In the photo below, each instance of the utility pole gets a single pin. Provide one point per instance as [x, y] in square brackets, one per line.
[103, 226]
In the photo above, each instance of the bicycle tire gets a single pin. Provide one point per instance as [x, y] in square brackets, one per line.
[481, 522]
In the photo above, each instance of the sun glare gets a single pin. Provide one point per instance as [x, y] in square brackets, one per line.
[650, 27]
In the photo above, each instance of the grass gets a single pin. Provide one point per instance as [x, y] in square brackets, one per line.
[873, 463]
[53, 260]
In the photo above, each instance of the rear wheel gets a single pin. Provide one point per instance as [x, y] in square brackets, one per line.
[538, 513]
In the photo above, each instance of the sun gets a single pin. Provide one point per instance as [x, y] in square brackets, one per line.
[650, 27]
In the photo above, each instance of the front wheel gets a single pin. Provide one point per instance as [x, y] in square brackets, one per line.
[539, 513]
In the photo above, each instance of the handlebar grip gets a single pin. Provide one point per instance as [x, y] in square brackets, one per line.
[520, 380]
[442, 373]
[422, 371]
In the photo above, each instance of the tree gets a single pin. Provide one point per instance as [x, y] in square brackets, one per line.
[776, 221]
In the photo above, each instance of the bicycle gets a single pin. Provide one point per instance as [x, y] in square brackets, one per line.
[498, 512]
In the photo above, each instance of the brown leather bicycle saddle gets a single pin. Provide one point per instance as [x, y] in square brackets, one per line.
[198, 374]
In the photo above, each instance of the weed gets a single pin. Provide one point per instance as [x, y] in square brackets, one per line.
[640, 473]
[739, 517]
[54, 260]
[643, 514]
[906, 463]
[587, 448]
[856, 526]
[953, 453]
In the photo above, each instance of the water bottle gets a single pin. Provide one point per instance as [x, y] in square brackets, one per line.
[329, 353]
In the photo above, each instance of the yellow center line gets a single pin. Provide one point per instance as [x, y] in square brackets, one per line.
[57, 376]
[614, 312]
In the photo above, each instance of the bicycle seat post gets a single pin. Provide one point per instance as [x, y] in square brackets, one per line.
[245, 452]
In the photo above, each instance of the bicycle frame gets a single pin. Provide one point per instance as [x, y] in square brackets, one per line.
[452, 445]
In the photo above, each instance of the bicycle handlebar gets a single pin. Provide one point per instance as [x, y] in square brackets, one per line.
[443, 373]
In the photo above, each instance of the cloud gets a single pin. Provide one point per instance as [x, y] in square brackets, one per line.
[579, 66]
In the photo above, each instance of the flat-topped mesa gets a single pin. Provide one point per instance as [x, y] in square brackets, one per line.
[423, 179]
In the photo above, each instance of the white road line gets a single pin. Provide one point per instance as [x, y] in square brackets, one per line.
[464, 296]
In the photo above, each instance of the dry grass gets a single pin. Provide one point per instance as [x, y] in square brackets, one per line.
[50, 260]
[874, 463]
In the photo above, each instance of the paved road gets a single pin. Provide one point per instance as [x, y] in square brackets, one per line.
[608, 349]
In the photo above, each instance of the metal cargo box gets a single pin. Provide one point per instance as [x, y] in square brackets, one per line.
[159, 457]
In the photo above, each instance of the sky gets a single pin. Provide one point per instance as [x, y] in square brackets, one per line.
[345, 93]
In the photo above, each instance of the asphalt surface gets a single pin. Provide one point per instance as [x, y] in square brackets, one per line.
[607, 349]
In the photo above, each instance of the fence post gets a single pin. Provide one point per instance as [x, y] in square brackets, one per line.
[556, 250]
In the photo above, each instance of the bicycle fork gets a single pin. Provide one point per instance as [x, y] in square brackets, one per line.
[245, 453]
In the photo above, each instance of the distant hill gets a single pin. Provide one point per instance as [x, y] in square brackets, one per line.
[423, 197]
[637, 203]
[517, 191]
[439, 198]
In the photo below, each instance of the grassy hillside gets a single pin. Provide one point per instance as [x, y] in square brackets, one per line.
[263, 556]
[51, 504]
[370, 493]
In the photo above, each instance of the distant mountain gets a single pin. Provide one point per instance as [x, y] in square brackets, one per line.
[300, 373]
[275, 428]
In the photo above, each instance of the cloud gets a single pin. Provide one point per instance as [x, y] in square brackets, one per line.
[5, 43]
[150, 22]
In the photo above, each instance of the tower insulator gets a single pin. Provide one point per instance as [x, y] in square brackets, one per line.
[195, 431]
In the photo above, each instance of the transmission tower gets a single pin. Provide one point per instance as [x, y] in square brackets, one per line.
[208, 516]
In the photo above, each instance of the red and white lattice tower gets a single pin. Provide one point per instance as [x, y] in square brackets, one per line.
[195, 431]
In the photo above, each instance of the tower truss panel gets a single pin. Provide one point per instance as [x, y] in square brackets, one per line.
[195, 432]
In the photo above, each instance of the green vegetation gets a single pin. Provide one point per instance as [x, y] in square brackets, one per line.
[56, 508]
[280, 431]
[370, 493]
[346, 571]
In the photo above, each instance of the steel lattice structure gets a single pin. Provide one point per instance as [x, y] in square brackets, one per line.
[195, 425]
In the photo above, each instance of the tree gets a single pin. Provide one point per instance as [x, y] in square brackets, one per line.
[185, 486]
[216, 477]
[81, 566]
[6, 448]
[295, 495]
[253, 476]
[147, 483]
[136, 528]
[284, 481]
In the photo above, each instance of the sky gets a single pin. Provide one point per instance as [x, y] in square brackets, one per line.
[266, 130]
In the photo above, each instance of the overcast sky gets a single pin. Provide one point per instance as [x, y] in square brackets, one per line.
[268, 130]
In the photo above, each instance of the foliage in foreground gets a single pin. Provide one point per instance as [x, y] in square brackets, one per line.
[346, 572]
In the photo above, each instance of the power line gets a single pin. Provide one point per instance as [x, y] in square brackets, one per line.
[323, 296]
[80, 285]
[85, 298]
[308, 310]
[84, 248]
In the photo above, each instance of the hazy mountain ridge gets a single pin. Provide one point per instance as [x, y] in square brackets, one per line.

================

> _Task item_:
The response should consist of the entries, retyped exactly and in full.

> _Answer box_:
In the photo below, each instance of the utility pole gets a single pin. Provide one point per instance as [x, y] in square brackets, one per line.
[103, 226]
In the photo above, each instance of the bicycle tire gets a single pin. Provide one point per instance as [x, y] in square brackets, one per line.
[481, 522]
In the photo above, each instance of the sun glare gets a single pin. Provide one point per instance as [x, y] in square brackets, one per line.
[650, 27]
In the photo above, each instance of the grass gets a single pin. Provide one point per instance as [x, y] in square brackets, one per line.
[873, 463]
[53, 260]
In the photo above, each instance of the rear wheel gets a single pin. Provide one point per instance as [x, y] in square brackets, one per line.
[538, 513]
In the photo above, each instance of the sun gets a single pin. Provide one point per instance as [x, y] in square brackets, one per line.
[650, 27]
In the photo above, each instance of the front wheel gets a single pin. Provide one point per instance as [x, y] in square brackets, one per line.
[539, 513]
In the photo above, each instance of the handlebar grip gets a single pin. Provide one point per instance as [x, y] in square brackets, one per line.
[520, 380]
[442, 373]
[422, 371]
In the photo above, each instance of the tree gets a single pin. Provide one point per instance as [x, y] in square brackets, one per line.
[776, 221]
In the photo above, each instance of the bicycle gets a single pin. Provide one point per instance as [x, y] in square brackets, one per line.
[498, 512]
In the photo above, each instance of the brown leather bicycle saddle gets a single pin. Provide one point per instance as [x, y] in square brackets, one per line.
[198, 374]
In the photo above, each instance of the weed gets a single pin. Provide one point per instance as [x, y] in square brackets, one per line.
[640, 473]
[739, 517]
[54, 260]
[643, 514]
[906, 463]
[587, 448]
[856, 526]
[953, 453]
In the photo above, each instance of the water bottle gets a single pin. Provide one point per instance as [x, y] in square brackets, one per line.
[329, 353]
In the photo above, each instance of the yellow center line gets a single pin. Provide one point per instance as [x, y] in square brackets, one per line.
[57, 376]
[614, 312]
In the photo above, each instance of the bicycle seat post gets a single pin. Provide one point per instance as [x, y] in square brackets, one per line.
[245, 452]
In the photo above, each instance of the bicycle frame gets a single pin. Provide one point per instance as [x, y] in square brackets, one per line.
[452, 445]
In the photo above, each instance of the bicycle handlebar gets a single pin. Provide one point per instance as [x, y] in square brackets, one per line.
[443, 373]
In the photo above, each instance of the cloud gets a single pin. Provide one point per instance as [x, y] in square brackets, one per line.
[579, 66]
In the photo above, each instance of the flat-topped mesa gets a single pin. Provide one point per instance as [x, y] in square brackets, one per line.
[423, 179]
In the photo above, each instance of the white road line gets a single pin. Provide one point per instance as [x, y] in square brackets, one per line.
[464, 296]
In the photo above, each instance of the dry grass gets a single pin. Provide one point per instance as [x, y] in square brackets, one per line.
[50, 260]
[874, 463]
In the photo above, each instance of the paved road gets a single pin. Provide one point per instance as [x, y] in square brackets, one per line.
[608, 349]
In the photo above, each instance of the metal cargo box gets a single pin. Provide one point per instance as [x, y] in square brackets, one per line.
[159, 457]
In the photo above, each instance of the sky gets a single pin. Provide one point per instance as [x, y] in square brackets, one per line.
[345, 93]
In the photo above, each instance of the asphalt surface gets a single pin. Provide one point per instance as [x, y] in square brackets, one per line.
[607, 349]
In the photo above, each instance of the fence post gets a single pin. Provide one point per instance as [x, y] in square brackets, one per line.
[556, 250]
In the photo above, each instance of the bicycle fork gets a single pin. Provide one point per instance as [x, y] in square brackets, one per line.
[245, 453]
In the photo above, each instance of the distant hill gets a single pin. Provide one point per instance as [x, y] in square brackets, one per line.
[423, 197]
[637, 203]
[517, 191]
[439, 198]
In the photo below, each instance of the grassy hillside gets a single pin. Provide one point per instance as [x, y] in square brackets, one per line.
[263, 556]
[51, 504]
[370, 493]
In the photo above, each instance of the distant mountain gets a single pin. Provide one point per instance as [x, y] in square brackets, one per line.
[300, 373]
[275, 428]
In the photo above, each instance of the cloud gets a single pin. Provide one point per instance as [x, y] in square brackets, one per line.
[5, 43]
[150, 22]
In the photo above, each instance of the tower insulator gets a single pin. Provide one point per instance as [x, y] in square brackets, one per line.
[195, 431]
In the photo above, each instance of the transmission tower gets a single pin. Provide one point per instance as [x, y] in square brackets, one per line.
[208, 516]
In the photo above, each instance of the red and white lattice tower gets a single pin. Provide one point per instance as [x, y] in square brackets, one per line.
[195, 431]
In the photo above, each instance of the tower truss panel gets a single pin. Provide one point per instance as [x, y] in square brackets, one per line.
[195, 432]
In the photo above, each instance of the green vegetation gets a single pin. Provide one point per instance as [x, y] in square brackets, one per line.
[56, 508]
[280, 431]
[370, 493]
[346, 571]
In the photo above, each instance of the steel lattice structure gets a single pin. Provide one point per instance as [x, y] in square brackets, one per line.
[195, 425]
In the photo above, each instance of the tree gets a single pin. Provide one point per instance as [x, y] in square brackets, one per line.
[185, 486]
[216, 477]
[81, 566]
[6, 448]
[295, 495]
[253, 476]
[147, 483]
[136, 528]
[284, 481]
In the photo above, each instance of the sky gets a single pin. Provide one point per instance as [x, y] in square brackets, one per line.
[266, 130]
In the photo above, each instance of the overcast sky gets a single pin. Provide one point per instance as [x, y] in square brackets, one per line.
[268, 130]
In the photo above, each instance of the foliage in foreground gets a single pin. Provide one point per instance as [x, y] in square brackets, one per line.
[346, 572]
In the photo above, each instance of the power line gets a single pin. Provide one point per instance as [x, y] in square brackets, one per line.
[323, 296]
[80, 285]
[85, 298]
[308, 310]
[84, 248]
In the photo above, each instance of the hazy mountain ridge gets a single pin. Provide one point per instance as [x, y] in square brackets, one per line.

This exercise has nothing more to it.